### [INPUT DATA]
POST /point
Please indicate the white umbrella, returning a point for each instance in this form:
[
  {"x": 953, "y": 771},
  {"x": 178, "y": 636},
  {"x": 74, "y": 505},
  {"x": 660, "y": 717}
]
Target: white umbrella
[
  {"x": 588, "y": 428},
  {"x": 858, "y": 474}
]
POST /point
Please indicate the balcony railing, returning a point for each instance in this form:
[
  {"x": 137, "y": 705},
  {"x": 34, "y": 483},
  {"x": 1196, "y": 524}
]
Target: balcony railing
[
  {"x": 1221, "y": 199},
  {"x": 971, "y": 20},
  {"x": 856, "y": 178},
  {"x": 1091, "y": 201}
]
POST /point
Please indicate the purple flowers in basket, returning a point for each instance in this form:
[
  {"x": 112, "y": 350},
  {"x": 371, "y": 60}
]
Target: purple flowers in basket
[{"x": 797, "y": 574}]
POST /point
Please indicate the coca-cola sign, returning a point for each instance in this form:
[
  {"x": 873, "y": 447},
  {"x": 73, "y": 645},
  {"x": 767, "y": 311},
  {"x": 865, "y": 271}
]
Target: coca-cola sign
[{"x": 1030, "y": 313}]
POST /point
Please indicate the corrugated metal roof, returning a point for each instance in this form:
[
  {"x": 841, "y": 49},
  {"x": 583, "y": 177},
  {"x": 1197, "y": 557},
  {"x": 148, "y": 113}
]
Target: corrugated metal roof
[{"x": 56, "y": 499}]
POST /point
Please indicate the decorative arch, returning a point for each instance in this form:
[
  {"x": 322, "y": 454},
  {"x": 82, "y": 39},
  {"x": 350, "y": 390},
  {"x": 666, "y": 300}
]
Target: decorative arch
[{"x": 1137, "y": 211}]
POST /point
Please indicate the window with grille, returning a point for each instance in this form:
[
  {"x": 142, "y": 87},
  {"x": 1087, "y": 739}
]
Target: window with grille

### [DO THIS]
Reproduce the material verbatim, line by line.

### [COMPLETE OUTPUT]
POST /point
Please indicate the white umbrella, returning a point for each instance in this form:
[
  {"x": 953, "y": 771},
  {"x": 178, "y": 636},
  {"x": 74, "y": 505},
  {"x": 660, "y": 717}
]
Target: white umbrella
[
  {"x": 588, "y": 428},
  {"x": 858, "y": 474}
]
POST /point
Please indicate the balcony railing, returning a point for each instance in this form:
[
  {"x": 137, "y": 705},
  {"x": 34, "y": 483},
  {"x": 1196, "y": 524}
]
Target: balcony railing
[
  {"x": 1221, "y": 199},
  {"x": 971, "y": 20},
  {"x": 856, "y": 178},
  {"x": 1091, "y": 201}
]
POST /point
Please indicate the purple flowers in basket, returning a point for each instance in this form:
[
  {"x": 112, "y": 350},
  {"x": 371, "y": 60}
]
Target: purple flowers in basket
[{"x": 797, "y": 574}]
POST /point
Please indicate the coca-cola sign, returning a point for each instance in this form:
[
  {"x": 873, "y": 447},
  {"x": 73, "y": 645},
  {"x": 767, "y": 311},
  {"x": 865, "y": 271}
]
Target: coca-cola sign
[{"x": 1030, "y": 313}]
POST /point
Please indicate the corrugated metal roof, returning a point for each instance in this form:
[
  {"x": 841, "y": 49},
  {"x": 583, "y": 177},
  {"x": 1197, "y": 557},
  {"x": 148, "y": 113}
]
Target: corrugated metal roof
[{"x": 56, "y": 499}]
POST /point
Please indicate the decorative arch, returning a point for each instance in this form:
[
  {"x": 322, "y": 454},
  {"x": 82, "y": 39},
  {"x": 350, "y": 390},
  {"x": 666, "y": 300}
]
Target: decorative arch
[{"x": 1137, "y": 211}]
POST /point
Please indicate the window with grille, returning a point for each instance in this form:
[
  {"x": 142, "y": 87},
  {"x": 1087, "y": 739}
]
Target: window with grille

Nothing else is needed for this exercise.